PASSAGE TO READ.
————

THE STAFFING DOCTOR ANSWERS …
Justified versus unjustified time off is a sandin- the-gears conflict causing strife within many companies. Regulations exist at both the federal and state levels to govern time-off standards, but they do not cover all situations, because the truth of that lies in the perspective of the beholder. On top of that for some operators is the newly daunting task of providing employees with paid sick days.
Attendance used to be mandatory. Remember the days when you had tickets to a once-in-a-lifetime concert, and your supervisor at work uttered those famous words, “A time off request is just that—a request, not an automatic fulfillment program?” You would sulk off trying to find someone to cover your shift—or sell the tickets.
Those days are gone. If you tell someone they “might” not get a day off that they requested, they might quit on the spot. You used to cajole people to come into work on their day off to help cover a “broken shift,” and now you practically beg some of your best and brightest to stay home if there is even a slight chance they are awaiting proof of an airborne contagion. Employees are now arriving with a lack of communal work ethic, language barriers, cultural hurdles, and with a noticeably absent knowledge of shared values.
When viewed as originally intended, time off is part of the employee benefits package: a perq. But when is time off too much? The easy answer is when it has a negative effect on the employee’s performance or is dragging the business down. If someone is taking their accrued time, vacation, flex, charity, or bonus time, you can’t really argue, can you?
It seems to be a pretty universal experience that time off is all well and good if we’re talking about your days off, not so much if you’re covering for someone who has gone off to Bora Bora. The understanding and agreement lie in your perspective and alignment with policies and norms. You might never be able to get buyin from someone who does not have children to understand how being a parent seriously requires previously untapped scheduling flexibility. A person who has never faced death or serious illness in their family may not relate to the accompanying demands and blue notes.

————

Stored dataset items
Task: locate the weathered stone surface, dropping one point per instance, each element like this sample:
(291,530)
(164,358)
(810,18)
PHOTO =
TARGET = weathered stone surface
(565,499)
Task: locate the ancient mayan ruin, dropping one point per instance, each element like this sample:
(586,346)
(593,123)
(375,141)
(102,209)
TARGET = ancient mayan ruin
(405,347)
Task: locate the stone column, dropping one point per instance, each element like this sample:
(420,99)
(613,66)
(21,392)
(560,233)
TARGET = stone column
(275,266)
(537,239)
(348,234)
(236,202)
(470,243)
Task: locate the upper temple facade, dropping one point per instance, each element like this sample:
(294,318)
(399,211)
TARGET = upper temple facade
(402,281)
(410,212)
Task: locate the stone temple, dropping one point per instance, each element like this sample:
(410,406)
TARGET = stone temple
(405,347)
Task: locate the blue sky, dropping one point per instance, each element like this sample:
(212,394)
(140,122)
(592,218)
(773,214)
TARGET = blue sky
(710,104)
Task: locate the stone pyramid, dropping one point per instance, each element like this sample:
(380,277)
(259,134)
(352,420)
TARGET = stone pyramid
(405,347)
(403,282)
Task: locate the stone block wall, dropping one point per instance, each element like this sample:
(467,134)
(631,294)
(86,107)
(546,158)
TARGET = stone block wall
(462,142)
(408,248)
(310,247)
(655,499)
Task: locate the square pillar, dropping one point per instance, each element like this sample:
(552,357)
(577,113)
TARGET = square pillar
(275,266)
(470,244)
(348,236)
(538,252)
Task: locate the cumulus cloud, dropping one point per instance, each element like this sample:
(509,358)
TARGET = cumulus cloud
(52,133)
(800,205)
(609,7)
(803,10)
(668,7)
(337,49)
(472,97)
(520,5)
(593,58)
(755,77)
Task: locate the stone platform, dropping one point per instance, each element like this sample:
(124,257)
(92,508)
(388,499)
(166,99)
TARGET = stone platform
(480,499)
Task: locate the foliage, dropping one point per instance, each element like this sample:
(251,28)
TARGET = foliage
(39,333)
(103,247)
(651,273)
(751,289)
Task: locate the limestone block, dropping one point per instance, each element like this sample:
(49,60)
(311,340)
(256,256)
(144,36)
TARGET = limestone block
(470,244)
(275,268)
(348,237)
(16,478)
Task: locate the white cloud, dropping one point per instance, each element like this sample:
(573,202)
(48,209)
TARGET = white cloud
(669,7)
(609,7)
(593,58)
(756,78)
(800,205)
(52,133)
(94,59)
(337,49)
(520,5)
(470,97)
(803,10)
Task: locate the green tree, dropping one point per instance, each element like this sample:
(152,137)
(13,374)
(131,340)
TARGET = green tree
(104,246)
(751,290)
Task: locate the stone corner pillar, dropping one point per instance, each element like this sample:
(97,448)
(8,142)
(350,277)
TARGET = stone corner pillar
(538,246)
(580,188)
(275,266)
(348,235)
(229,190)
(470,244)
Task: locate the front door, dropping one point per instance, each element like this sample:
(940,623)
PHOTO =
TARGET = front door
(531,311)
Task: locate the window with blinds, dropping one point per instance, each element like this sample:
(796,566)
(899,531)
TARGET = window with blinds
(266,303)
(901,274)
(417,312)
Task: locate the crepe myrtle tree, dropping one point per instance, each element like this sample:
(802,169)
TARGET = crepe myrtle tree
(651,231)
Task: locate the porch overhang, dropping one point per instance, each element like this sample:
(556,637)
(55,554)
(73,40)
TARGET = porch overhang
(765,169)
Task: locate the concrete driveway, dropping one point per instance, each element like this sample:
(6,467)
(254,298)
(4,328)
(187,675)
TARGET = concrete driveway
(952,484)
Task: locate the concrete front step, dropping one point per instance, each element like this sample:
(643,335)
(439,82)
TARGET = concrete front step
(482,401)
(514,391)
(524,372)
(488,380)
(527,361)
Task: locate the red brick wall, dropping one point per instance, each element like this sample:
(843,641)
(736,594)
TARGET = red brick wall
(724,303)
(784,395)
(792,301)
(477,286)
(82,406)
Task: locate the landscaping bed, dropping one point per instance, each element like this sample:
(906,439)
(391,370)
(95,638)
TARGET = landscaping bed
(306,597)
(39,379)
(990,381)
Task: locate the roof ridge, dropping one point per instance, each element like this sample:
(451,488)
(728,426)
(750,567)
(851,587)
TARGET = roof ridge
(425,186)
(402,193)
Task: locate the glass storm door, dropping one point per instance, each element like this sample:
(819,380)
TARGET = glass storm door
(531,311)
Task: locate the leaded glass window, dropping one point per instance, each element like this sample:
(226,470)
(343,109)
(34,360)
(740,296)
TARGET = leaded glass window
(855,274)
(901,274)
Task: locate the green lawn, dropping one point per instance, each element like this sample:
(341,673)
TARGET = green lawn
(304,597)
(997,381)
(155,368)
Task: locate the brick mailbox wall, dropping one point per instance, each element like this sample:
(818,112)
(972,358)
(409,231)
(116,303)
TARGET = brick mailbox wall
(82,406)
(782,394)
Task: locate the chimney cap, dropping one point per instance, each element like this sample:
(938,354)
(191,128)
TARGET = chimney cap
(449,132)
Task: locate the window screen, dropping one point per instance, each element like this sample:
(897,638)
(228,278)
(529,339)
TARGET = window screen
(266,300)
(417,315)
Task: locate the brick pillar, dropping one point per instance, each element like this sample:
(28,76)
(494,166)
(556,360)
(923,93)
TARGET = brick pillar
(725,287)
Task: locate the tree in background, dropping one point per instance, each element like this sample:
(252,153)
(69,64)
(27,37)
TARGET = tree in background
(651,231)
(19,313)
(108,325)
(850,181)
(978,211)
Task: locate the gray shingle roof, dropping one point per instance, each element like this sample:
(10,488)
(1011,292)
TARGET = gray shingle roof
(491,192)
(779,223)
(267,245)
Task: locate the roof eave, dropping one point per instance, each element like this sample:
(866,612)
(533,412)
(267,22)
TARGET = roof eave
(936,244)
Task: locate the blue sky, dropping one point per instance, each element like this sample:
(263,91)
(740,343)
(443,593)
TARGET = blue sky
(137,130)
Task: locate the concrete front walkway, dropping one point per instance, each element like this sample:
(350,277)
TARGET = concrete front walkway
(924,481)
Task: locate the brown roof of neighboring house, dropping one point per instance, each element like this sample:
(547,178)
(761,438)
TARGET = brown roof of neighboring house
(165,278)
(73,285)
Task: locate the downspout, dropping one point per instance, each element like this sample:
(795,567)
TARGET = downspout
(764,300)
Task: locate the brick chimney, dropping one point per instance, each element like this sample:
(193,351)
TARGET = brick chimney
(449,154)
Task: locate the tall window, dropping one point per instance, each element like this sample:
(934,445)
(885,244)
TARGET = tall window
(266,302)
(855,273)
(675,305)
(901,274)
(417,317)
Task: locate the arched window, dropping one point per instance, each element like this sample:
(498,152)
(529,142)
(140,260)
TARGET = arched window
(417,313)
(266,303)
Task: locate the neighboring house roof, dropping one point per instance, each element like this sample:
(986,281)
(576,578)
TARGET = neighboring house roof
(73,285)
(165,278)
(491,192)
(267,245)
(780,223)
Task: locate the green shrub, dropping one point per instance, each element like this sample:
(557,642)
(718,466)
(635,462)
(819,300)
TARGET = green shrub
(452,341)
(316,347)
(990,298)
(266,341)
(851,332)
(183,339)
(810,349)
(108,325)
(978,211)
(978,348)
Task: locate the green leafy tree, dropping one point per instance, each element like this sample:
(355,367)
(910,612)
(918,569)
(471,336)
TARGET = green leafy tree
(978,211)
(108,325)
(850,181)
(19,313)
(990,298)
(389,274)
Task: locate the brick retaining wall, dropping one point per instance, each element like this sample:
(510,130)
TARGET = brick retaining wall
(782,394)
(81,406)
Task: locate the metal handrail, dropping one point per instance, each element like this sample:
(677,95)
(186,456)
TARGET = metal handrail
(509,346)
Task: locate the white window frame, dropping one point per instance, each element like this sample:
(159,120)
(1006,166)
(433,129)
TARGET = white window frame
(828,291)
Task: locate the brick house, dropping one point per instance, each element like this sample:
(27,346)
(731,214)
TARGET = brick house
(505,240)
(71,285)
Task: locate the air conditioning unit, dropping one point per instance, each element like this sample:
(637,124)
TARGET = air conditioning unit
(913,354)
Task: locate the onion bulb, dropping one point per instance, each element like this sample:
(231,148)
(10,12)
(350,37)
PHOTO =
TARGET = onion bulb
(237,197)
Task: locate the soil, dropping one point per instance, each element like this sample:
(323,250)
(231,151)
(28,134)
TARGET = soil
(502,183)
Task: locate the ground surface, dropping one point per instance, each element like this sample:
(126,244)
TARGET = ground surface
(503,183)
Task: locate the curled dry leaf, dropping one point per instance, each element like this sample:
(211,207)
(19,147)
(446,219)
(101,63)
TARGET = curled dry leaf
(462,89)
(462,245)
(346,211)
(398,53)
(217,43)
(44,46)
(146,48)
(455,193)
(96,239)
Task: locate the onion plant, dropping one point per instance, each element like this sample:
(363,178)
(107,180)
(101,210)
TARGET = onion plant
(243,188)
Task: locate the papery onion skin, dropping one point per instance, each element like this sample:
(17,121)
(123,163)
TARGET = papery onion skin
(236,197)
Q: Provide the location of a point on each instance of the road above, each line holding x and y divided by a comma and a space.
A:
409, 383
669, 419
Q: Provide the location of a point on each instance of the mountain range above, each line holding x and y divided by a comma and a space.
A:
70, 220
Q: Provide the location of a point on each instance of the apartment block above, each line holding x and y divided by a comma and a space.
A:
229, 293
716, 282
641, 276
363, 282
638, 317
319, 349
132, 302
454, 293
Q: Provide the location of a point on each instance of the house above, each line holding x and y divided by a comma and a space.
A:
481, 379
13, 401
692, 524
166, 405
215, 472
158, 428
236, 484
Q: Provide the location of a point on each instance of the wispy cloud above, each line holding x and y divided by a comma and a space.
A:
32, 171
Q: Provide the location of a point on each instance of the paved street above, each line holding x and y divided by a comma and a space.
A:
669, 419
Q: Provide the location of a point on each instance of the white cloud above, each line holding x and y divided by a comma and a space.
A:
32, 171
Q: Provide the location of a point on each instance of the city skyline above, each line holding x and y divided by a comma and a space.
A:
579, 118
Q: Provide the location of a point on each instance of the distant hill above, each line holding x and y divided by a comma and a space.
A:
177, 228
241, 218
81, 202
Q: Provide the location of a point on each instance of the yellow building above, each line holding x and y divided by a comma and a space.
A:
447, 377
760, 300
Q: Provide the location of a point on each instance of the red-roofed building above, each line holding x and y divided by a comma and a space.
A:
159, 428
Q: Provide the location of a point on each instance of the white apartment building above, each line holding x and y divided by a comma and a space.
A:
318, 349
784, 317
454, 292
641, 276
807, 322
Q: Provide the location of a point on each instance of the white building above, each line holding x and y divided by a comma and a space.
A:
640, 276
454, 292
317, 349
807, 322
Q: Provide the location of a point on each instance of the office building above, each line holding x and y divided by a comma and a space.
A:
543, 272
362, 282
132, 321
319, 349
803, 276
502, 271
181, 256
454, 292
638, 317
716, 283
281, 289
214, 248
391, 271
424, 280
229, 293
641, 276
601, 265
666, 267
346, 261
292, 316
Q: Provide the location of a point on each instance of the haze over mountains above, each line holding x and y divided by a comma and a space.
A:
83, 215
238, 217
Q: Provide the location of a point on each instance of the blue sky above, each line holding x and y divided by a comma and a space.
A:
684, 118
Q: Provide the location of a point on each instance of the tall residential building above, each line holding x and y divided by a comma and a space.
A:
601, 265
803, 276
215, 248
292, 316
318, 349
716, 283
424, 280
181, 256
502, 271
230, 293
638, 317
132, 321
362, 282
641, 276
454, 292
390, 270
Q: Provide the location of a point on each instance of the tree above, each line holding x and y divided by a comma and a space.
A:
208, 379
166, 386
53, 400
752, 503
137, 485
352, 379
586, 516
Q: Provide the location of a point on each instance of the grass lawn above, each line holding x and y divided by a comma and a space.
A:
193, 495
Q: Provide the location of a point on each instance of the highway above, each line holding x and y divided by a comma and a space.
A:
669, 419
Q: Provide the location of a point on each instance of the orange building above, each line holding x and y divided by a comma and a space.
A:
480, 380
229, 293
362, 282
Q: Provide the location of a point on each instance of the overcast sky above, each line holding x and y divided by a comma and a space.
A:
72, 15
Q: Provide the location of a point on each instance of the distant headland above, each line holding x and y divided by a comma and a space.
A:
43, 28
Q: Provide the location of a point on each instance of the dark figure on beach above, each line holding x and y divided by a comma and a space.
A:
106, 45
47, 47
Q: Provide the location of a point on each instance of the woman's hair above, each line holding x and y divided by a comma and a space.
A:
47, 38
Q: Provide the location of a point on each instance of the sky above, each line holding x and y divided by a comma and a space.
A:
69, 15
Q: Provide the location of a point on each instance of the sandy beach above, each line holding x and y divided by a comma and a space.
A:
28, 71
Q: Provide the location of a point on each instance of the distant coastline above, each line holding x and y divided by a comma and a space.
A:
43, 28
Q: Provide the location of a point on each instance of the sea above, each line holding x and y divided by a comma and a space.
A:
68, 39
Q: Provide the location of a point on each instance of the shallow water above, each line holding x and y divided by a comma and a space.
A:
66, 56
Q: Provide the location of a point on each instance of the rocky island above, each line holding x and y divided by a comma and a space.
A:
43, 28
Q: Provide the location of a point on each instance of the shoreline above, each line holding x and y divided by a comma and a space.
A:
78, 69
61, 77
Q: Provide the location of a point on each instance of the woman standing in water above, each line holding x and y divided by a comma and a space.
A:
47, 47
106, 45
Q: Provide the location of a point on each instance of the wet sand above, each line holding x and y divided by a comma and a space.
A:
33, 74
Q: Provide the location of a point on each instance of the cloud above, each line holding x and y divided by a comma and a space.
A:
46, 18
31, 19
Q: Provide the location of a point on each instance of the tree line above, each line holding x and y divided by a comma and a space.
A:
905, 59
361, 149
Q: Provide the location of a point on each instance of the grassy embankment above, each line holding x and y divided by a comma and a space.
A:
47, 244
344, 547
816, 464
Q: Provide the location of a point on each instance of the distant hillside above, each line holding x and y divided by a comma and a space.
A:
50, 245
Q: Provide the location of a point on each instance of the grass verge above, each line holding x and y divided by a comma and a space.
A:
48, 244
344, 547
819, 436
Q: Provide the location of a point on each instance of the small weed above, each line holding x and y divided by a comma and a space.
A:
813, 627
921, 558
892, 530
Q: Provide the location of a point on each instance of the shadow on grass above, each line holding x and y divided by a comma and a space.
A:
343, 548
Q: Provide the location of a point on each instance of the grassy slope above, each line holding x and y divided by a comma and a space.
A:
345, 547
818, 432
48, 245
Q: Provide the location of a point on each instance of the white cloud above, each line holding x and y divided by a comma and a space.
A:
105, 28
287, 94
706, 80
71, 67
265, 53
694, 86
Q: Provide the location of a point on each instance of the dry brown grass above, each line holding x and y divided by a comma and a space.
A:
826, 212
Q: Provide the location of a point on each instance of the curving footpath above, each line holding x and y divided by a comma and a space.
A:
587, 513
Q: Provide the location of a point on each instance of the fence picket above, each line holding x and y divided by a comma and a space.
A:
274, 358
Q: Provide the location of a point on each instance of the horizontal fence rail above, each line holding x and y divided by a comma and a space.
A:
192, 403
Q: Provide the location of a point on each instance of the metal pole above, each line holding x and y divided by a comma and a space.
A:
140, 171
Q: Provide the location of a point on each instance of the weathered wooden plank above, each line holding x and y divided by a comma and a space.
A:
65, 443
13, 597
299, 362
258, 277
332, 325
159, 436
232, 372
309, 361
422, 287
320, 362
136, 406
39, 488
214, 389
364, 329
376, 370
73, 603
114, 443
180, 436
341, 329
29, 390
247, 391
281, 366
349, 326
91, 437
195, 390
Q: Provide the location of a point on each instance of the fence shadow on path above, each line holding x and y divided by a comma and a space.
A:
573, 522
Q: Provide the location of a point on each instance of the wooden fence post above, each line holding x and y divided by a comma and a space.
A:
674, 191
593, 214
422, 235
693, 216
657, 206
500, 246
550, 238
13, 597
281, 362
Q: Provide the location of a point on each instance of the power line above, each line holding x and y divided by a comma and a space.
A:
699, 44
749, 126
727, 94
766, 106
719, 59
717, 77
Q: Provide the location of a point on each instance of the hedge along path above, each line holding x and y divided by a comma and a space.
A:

————

WORK REQUEST.
Answer the following questions using the passage on time off above.
(a) At which two levels do regulations governing time-off standards exist?
(b) What task does the passage describe as newly daunting for some operators?
(c) What easy answer does the passage give to the question of when time off is too much?

ANSWER SECTION.
(a) The federal and state levels.
(b) Providing employees with paid sick days.
(c) Time off is too much when it has a negative effect on the employee's performance or is dragging the business down.